[Set task 1] Edit the entries starting at the line containing "the white metal" and ending at the line containing "(1089, 771)" by replacing "pointer" with "cursor" and changing nothing else. Give back only those lines, and leave the pictures out.

[Passage provided]
------------

Moe’s pre-game instruction to Adams was simple and specific.

“Doug came up to me after shootaround and said, ‘Mike, I’m going to put you in the starting lineup, and all I want you to do is push the ball and to start the game, I want you to shoot the 3,’” Adams recalled recently. “My eyes lit up but I wanted to make sure I heard him right and he said, ‘Yeah, start the game out, we’re going to push it up and if you’ve got the 3, shoot it. We’re going to open the game up.’”

Adams followed Moe’s advice to the letter, stopping at the 3-point line on Denver’s first possession, swishing a 3-pointer. He would finish with 15 points and nine assists in 37 minutes, going 2-for-2 from long range, Denver’s only shots from beyond the arc.

It was a tiny preview of what NBA fans now see in nearly every game and some of the smartest coaches in league history believe Moe deserves recognition as the godfather of today’s style of play.

------------

Collected data
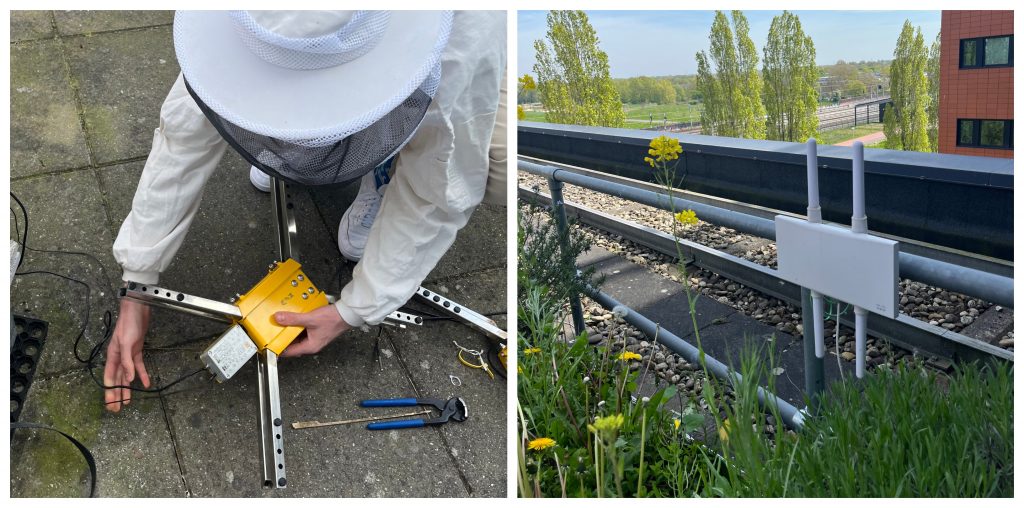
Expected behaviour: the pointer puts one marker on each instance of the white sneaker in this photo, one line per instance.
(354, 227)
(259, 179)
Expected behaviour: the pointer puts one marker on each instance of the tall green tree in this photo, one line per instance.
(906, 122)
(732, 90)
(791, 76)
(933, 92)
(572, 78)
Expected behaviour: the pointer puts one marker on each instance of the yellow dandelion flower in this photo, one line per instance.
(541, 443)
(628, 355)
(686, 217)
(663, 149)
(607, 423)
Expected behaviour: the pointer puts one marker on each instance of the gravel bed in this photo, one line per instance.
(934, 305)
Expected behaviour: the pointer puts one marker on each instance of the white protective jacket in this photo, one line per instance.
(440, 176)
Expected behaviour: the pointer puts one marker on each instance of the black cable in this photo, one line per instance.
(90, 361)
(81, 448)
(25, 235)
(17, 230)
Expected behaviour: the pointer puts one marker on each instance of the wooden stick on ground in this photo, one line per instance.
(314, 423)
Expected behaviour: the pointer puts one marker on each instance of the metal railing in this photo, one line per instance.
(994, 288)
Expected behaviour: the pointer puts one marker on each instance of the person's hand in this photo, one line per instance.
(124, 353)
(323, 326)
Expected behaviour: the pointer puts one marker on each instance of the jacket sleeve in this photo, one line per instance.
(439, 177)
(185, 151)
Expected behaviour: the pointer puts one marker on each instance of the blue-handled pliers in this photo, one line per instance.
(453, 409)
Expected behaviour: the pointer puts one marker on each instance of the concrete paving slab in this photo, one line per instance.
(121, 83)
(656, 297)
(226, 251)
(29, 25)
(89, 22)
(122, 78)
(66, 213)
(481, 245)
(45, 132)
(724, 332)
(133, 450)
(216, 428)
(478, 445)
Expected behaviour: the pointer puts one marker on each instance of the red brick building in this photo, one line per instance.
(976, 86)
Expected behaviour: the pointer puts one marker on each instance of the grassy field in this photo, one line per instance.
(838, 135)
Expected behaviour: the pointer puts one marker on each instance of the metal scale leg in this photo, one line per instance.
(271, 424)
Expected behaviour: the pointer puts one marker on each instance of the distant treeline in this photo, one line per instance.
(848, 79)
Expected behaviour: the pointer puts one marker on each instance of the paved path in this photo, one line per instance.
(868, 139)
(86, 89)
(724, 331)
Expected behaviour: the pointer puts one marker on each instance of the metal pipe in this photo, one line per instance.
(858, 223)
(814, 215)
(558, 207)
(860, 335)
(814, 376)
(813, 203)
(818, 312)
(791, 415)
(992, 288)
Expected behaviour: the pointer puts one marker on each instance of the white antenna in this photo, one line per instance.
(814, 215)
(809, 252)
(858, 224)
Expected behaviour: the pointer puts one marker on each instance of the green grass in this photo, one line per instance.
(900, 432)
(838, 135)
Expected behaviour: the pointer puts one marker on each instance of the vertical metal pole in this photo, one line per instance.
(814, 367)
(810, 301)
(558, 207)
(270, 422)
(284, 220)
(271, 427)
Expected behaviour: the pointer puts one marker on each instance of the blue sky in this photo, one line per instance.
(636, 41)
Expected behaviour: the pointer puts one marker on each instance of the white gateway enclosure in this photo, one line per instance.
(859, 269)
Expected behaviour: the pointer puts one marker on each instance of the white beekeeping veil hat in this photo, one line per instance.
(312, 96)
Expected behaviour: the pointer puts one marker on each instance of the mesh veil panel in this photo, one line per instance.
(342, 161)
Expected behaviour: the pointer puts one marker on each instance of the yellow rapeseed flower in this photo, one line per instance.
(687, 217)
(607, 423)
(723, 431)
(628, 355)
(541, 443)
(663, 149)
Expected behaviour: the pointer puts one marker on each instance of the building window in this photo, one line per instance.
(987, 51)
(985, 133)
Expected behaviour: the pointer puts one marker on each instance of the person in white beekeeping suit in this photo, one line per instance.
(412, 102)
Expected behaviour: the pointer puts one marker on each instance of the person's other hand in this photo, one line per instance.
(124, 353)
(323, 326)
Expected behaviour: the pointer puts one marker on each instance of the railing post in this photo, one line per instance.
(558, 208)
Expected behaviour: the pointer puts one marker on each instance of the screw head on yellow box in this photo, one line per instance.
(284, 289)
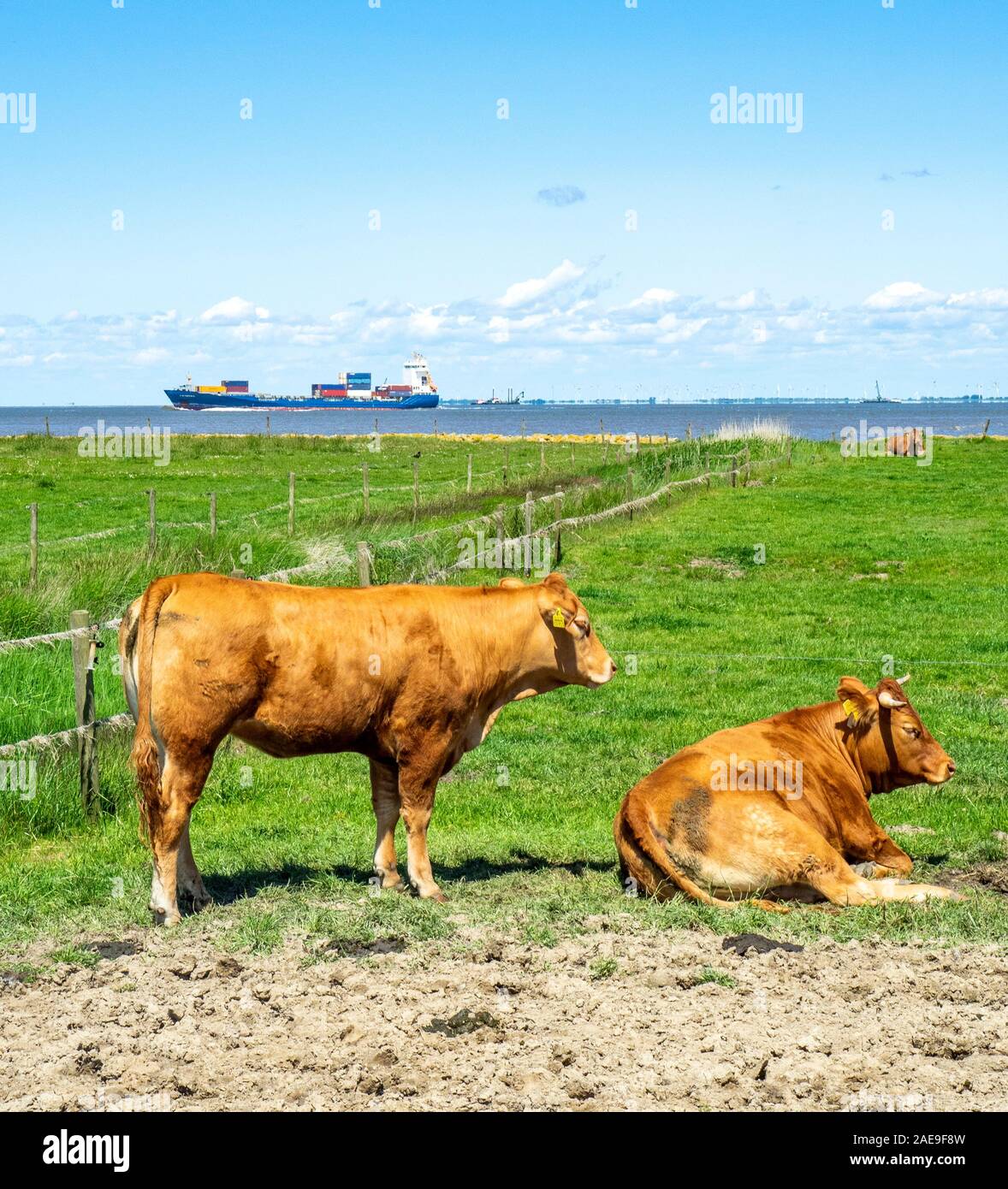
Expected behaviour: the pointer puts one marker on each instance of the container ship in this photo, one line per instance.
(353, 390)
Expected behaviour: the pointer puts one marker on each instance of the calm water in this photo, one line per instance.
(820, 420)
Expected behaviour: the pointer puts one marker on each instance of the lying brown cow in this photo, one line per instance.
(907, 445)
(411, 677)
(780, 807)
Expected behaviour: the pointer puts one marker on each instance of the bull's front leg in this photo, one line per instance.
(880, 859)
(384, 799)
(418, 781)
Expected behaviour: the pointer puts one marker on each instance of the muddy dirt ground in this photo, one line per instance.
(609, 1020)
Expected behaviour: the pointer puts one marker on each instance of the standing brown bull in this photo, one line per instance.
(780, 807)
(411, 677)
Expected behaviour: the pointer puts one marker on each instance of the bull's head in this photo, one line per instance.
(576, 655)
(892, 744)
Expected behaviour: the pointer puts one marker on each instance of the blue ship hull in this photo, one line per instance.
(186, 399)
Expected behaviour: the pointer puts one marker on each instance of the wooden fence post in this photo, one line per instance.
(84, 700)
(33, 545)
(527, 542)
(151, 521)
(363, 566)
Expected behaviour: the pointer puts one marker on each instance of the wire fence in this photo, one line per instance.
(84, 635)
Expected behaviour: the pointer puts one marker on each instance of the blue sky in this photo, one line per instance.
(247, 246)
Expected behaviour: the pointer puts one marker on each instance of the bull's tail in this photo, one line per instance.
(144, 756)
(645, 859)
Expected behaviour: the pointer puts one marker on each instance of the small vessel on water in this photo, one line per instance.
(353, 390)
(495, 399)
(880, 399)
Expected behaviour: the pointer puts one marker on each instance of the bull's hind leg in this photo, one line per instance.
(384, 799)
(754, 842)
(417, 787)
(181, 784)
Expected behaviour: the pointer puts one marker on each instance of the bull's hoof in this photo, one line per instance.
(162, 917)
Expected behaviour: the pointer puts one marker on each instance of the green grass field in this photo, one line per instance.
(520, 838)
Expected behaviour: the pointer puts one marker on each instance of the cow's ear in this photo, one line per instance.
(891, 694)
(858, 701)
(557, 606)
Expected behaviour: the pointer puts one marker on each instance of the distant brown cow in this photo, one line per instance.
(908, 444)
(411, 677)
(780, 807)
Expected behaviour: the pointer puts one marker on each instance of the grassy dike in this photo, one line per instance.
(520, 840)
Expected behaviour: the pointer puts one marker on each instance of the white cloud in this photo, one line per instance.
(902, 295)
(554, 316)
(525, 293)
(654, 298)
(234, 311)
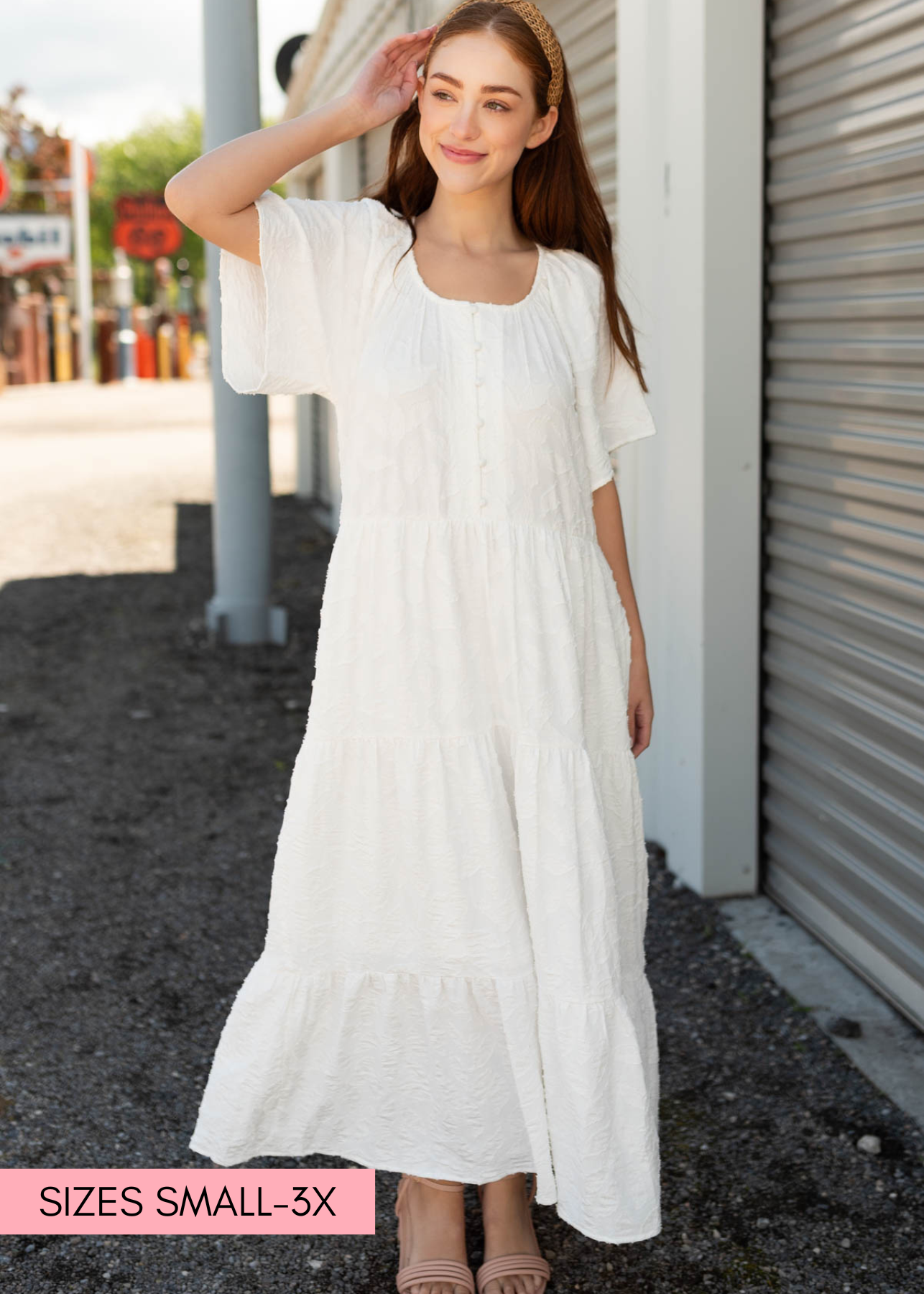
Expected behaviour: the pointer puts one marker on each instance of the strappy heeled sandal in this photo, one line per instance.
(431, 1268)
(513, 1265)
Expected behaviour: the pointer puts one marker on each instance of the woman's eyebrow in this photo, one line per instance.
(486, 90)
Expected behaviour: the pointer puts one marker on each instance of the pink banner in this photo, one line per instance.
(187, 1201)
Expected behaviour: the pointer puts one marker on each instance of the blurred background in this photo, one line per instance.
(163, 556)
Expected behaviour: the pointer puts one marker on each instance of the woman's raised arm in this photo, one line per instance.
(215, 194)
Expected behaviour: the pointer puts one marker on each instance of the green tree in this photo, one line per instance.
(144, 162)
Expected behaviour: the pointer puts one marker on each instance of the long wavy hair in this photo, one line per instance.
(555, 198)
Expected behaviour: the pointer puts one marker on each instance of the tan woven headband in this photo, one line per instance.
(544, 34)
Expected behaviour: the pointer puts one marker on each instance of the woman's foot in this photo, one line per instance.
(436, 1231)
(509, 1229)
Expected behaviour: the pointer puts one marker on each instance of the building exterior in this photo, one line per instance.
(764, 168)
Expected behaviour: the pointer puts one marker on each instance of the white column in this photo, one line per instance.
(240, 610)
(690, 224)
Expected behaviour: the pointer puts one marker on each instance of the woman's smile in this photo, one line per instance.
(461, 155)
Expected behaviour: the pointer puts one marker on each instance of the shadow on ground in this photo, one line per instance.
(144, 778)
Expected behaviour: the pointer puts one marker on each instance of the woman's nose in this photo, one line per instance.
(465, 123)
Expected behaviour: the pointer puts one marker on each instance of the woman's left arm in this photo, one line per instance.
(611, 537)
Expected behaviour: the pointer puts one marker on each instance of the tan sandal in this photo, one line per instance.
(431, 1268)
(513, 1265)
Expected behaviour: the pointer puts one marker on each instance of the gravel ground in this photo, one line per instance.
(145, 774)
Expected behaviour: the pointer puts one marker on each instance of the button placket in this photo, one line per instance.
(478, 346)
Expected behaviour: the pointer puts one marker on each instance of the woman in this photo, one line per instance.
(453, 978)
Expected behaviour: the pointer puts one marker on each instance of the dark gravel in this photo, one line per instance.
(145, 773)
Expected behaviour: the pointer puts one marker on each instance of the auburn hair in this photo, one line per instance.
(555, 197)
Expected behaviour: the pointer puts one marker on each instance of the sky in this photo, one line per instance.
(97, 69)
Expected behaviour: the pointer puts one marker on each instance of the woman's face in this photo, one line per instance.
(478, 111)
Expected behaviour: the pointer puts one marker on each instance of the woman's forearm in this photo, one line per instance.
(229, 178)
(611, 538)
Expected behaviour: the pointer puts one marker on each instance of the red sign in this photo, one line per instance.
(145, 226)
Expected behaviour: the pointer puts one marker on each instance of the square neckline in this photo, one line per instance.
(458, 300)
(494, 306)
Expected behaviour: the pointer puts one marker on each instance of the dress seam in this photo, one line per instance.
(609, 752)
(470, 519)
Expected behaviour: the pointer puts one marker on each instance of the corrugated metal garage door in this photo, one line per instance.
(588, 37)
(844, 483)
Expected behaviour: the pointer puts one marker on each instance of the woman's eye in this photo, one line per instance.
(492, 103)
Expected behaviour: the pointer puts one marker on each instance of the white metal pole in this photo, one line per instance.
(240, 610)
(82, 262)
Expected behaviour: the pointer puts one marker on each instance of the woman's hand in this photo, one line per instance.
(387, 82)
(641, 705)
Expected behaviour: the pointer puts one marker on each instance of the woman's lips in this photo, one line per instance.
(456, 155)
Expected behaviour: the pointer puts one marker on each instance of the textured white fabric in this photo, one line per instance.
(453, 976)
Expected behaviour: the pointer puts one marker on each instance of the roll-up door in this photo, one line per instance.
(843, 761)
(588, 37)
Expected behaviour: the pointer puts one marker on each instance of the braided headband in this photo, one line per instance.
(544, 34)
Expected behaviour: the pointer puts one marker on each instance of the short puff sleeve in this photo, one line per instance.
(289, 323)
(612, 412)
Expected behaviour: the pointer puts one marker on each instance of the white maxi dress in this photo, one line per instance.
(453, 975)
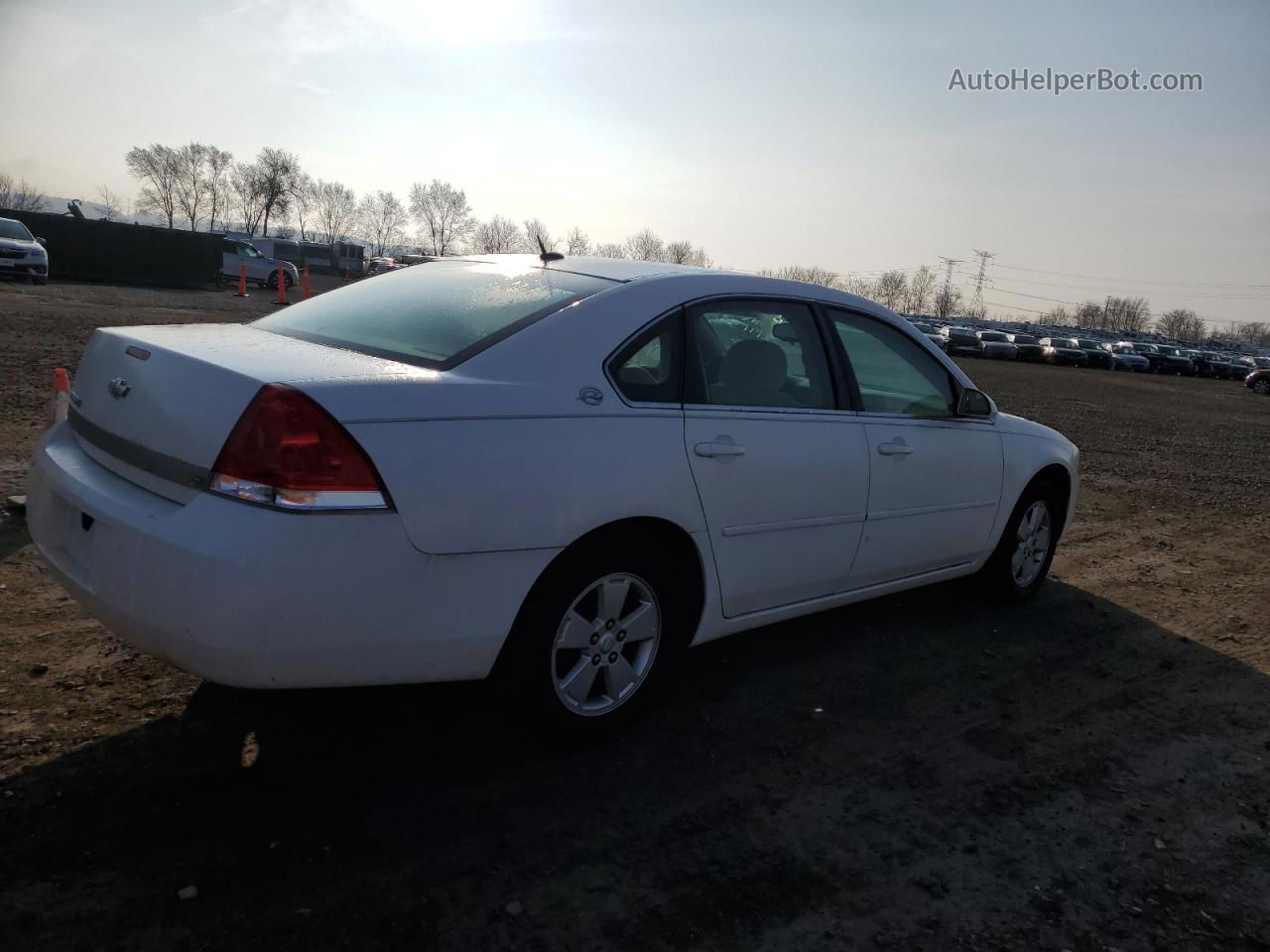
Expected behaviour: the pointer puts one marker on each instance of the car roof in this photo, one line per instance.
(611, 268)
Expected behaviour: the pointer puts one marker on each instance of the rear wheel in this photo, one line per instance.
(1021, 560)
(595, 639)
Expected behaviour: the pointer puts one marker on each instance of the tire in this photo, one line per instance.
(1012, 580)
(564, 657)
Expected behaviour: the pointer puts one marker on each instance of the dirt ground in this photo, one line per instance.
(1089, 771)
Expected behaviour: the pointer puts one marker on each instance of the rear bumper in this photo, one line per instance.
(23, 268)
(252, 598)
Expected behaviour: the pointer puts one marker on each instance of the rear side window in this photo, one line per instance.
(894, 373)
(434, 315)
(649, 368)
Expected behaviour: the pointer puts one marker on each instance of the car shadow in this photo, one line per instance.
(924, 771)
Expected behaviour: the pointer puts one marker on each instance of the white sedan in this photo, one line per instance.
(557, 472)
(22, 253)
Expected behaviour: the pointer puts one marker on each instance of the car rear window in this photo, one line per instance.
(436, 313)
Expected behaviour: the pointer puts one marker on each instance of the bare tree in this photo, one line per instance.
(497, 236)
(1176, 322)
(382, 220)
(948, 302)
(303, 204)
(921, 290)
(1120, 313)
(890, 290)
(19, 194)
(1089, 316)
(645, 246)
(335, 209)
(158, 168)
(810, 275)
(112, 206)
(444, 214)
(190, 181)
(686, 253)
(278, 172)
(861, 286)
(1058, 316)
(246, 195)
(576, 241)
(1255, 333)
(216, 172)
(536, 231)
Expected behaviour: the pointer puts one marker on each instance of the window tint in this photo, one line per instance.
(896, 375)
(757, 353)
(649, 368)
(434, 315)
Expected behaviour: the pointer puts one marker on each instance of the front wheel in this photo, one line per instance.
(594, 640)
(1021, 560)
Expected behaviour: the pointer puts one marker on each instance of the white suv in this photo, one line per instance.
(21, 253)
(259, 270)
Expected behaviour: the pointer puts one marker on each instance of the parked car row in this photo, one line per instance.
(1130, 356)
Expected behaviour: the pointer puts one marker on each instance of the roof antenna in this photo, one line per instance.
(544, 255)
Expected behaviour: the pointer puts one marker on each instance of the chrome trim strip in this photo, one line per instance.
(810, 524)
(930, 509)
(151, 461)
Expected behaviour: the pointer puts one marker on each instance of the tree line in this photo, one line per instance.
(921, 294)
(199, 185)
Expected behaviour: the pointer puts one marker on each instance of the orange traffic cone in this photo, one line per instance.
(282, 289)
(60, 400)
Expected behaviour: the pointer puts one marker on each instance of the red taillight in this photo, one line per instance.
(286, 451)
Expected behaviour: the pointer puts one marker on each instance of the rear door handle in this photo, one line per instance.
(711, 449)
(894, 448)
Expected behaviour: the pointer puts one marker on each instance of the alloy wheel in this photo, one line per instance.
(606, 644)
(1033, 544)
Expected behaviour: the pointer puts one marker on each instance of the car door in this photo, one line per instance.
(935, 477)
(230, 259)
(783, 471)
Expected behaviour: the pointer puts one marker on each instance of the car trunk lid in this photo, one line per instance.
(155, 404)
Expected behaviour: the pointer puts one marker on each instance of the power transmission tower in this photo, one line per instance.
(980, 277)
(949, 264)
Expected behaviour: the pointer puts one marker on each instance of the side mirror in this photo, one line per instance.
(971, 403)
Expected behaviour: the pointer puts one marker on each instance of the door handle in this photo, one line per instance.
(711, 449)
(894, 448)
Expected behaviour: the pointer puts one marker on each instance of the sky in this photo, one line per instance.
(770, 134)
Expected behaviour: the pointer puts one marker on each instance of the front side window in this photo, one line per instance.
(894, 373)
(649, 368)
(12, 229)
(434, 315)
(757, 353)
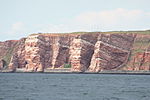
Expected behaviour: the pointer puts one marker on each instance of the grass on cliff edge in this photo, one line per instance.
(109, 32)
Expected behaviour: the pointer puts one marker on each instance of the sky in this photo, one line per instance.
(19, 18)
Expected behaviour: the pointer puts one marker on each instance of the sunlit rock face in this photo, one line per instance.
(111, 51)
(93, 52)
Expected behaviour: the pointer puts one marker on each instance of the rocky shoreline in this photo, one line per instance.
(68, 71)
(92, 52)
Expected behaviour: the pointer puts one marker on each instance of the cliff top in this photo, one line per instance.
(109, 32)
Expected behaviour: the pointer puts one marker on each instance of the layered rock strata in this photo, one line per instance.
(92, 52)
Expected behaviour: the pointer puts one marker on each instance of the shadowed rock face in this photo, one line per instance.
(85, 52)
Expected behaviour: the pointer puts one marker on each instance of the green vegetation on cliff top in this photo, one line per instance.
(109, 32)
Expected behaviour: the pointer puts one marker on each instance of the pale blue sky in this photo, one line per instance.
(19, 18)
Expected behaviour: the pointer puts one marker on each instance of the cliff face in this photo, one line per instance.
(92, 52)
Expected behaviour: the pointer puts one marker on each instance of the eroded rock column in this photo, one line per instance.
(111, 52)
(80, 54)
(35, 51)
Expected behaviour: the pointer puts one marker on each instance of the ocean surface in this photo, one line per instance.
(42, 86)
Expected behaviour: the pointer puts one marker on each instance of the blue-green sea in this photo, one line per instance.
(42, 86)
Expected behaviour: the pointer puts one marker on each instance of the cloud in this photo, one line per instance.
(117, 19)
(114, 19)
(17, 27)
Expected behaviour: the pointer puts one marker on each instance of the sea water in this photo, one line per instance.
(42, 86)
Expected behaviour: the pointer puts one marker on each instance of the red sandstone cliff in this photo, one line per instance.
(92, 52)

------------

[Set task 2] Return the basketball passage word for word, starting at "Moe’s pre-game instruction" and ending at "beyond the arc.".

[Full output 1]
Expected behaviour: the cursor puts one marker on each instance of the white metal pole in this photo, one line per instance.
(240, 610)
(82, 262)
Expected behaviour: the cursor puts one marker on each instance of the woman's hand in this photo, one line per instance.
(387, 82)
(641, 705)
Expected behaviour: the cursor puts one marker on each instance of the woman's lips in this photo, one line per instance.
(456, 155)
Expected behaviour: the cursor puts one marker on each instance of the textured white fabric in this photo, one line per instance.
(453, 976)
Expected behaviour: the cursor puts one marker on each instance of the roll-up door in this photo, one line per instance.
(843, 761)
(588, 37)
Expected behaviour: the cursor puts one marker on each instance of the braided headband in this photo, one line per instance.
(544, 34)
Expected behaviour: the cursor puts one marker on each instance of the short puff sleeve in this photo, one line per instance.
(289, 323)
(612, 412)
Expected behaviour: the cursor puts one marker on each instance of the white maxi dress in this photo, one line per instance.
(453, 975)
Expected behaviour: the cursor puts one marker on each instance of the car roof in this photo, one line per instance.
(611, 268)
Expected behaviour: the cursor puts one marker on each instance of the rear wheel in this photo, one line per instance.
(1021, 560)
(595, 639)
Expected behaviour: the cursor puts one marker on each instance of the tire in this photo, one line per instance.
(1012, 580)
(564, 657)
Expected behaviour: the cursor puts one marker on each instance of the dirt ground in this photo, one line per instance.
(1089, 771)

[Full output 2]
Moe’s pre-game instruction to Adams was simple and specific.

“Doug came up to me after shootaround and said, ‘Mike, I’m going to put you in the starting lineup, and all I want you to do is push the ball and to start the game, I want you to shoot the 3,’” Adams recalled recently. “My eyes lit up but I wanted to make sure I heard him right and he said, ‘Yeah, start the game out, we’re going to push it up and if you’ve got the 3, shoot it. We’re going to open the game up.’”

Adams followed Moe’s advice to the letter, stopping at the 3-point line on Denver’s first possession, swishing a 3-pointer. He would finish with 15 points and nine assists in 37 minutes, going 2-for-2 from long range, Denver’s only shots from beyond the arc.